- Quoted passage:
That incident was the biggest single tragedy of the brief capitulation of Kunduz to Taliban militants, and there is no suggestion that the mistake was the result of a lack of clarity over the rules of engagement.
© 2016 Josh Smith, Pentagon report reveals confusion among U.S. troops over Afghan mission, Reuters (09 May 2016) (resequenced extracts)
This is what happens when responsibility-dodging (politically-oriented) commanders shirk their leadership duty for fear of soiling their professional futures with potential errors.
Or sheer stupidity?
From the Washington Post:
The Army Special Forces unit that fought its way into the Afghan city of Kunduz after it was seized by the Taliban in October initially did so without proper maps, according to recently declassified documents.
The documents, released last month, were part of a heavily redacted report on the Oct. 3, 2015, bombing of a Doctors Without Borders hospital . . . .
According to Adrian Bonenberger, an Army company commander who was deployed in Kunduz in 2011, his unit had detailed maps and satellite imagery of the city.
Bonenberger thinks those maps were not properly handed over to Army Special Forces when regular Army units pulled out in 2012.
“This is indicative of how the United States fights its wars,” Bonenberger said. “It’s a profound flaw in the ‘deployment’ system that encourages unit compartmentalization and limits cross-communication.”
© 2016 Thomas Gibbons-Neff, Investigation finds that Green Berets fought in Afghan city without proper maps, Washington Post (09 May 2016) (extracts)

- Given information:
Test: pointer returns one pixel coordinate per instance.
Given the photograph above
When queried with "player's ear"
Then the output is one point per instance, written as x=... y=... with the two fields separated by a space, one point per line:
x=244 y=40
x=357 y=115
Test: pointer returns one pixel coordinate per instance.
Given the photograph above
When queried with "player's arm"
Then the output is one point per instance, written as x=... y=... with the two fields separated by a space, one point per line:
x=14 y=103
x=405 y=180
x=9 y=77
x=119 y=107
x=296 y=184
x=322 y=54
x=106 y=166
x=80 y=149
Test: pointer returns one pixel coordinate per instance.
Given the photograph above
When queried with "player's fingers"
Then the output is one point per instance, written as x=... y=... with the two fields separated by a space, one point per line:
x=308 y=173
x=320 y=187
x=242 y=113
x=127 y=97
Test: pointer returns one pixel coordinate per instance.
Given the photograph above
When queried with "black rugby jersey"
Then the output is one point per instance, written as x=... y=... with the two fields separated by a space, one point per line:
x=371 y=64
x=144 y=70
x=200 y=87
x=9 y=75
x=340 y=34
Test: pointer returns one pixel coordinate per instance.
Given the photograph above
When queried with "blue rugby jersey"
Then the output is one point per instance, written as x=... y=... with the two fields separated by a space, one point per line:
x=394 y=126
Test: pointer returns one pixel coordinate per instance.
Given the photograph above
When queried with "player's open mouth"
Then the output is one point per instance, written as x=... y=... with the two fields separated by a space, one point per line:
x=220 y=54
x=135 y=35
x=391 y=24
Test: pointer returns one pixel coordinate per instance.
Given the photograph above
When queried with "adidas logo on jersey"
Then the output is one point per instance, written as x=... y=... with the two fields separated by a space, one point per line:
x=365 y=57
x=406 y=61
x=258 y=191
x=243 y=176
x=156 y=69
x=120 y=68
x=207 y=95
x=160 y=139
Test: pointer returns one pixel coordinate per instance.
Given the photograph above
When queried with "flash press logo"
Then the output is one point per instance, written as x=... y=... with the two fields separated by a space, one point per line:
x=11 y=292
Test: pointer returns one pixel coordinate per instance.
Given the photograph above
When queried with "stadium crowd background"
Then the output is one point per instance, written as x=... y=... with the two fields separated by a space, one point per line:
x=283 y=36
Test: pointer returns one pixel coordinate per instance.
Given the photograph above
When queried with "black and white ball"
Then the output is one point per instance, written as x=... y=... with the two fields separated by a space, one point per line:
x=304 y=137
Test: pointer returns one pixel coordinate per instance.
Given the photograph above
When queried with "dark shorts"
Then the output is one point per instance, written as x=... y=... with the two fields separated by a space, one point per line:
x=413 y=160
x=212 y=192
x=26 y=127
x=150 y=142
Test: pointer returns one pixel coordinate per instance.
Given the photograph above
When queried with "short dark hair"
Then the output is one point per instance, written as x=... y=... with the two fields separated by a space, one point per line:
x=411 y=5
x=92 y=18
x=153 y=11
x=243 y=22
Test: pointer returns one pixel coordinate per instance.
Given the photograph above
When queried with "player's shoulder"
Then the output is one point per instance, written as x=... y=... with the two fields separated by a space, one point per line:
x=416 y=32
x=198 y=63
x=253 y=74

- To do: Please quote the Kunduz passage above in full, word for word.

- Exercise solution:
That incident was the biggest single tragedy of the brief capitulation of Kunduz to Taliban militants, and there is no suggestion that the mistake was the result of a lack of clarity over the rules of engagement.
© 2016 Josh Smith, Pentagon report reveals confusion among U.S. troops over Afghan mission, Reuters (09 May 2016) (resequenced extracts)
This is what happens when responsibility-dodging (politically-oriented) commanders shirk their leadership duty for fear of soiling their professional futures with potential errors.
Or sheer stupidity?
From the Washington Post:
The Army Special Forces unit that fought its way into the Afghan city of Kunduz after it was seized by the Taliban in October initially did so without proper maps, according to recently declassified documents.
The documents, released last month, were part of a heavily redacted report on the Oct. 3, 2015, bombing of a Doctors Without Borders hospital . . . .
According to Adrian Bonenberger, an Army company commander who was deployed in Kunduz in 2011, his unit had detailed maps and satellite imagery of the city.
Bonenberger thinks those maps were not properly handed over to Army Special Forces when regular Army units pulled out in 2012.
“This is indicative of how the United States fights its wars,” Bonenberger said. “It’s a profound flaw in the ‘deployment’ system that encourages unit compartmentalization and limits cross-communication.”
© 2016 Thomas Gibbons-Neff, Investigation finds that Green Berets fought in Afghan city without proper maps, Washington Post (09 May 2016) (extracts)